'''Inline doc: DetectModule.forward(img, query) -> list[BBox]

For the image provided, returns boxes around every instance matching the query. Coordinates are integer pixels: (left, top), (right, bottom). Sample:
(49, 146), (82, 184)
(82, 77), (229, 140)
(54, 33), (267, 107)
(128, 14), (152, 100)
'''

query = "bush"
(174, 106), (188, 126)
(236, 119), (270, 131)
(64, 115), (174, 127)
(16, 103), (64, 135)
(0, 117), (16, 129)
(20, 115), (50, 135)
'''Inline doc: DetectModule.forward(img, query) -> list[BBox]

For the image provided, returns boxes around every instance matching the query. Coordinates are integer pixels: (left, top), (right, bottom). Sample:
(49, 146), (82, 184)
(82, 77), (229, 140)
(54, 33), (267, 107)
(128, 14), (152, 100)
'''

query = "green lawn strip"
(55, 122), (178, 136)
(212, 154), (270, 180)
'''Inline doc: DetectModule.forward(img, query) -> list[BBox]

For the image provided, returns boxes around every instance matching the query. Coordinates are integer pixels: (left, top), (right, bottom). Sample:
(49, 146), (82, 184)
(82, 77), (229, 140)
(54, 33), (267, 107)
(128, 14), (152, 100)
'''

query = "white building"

--*--

[Problem description]
Put every line of the material above into a numbered list, leaving out the blank lines.

[Solution to the problem]
1. '''Inline doc: DetectModule.forward(img, query) -> list[BBox]
2. For the image provided, returns boxes around every instance matching the query. Coordinates are integer pixels: (left, top), (right, bottom). Sample:
3. (49, 146), (82, 184)
4. (82, 77), (229, 140)
5. (54, 33), (267, 107)
6. (128, 14), (152, 100)
7. '''
8. query = "bush"
9. (174, 106), (188, 126)
10. (236, 119), (270, 131)
11. (64, 115), (174, 127)
12. (16, 103), (64, 135)
13. (0, 117), (16, 129)
14. (20, 115), (50, 135)
15. '''Inline doc: DetectModule.forward(img, query) -> list[BBox]
16. For the image provided, returns boxes around every instance matching the query. Coordinates are integer pixels: (left, top), (right, bottom). Sample:
17. (49, 146), (82, 184)
18. (82, 77), (229, 140)
19. (54, 33), (267, 107)
20. (128, 14), (152, 100)
21. '''
22. query = "green lawn strip"
23. (55, 122), (178, 136)
24. (212, 154), (270, 180)
25. '''Inline doc: DetectModule.forward(img, query) -> list[BBox]
26. For the image provided, returns boxes around every instance matching the query. Coordinates are integer pixels: (left, top), (right, bottom). Sample:
27. (49, 146), (82, 184)
28. (82, 77), (229, 140)
29. (54, 33), (267, 107)
30. (128, 14), (152, 100)
31. '''
32. query = "white building"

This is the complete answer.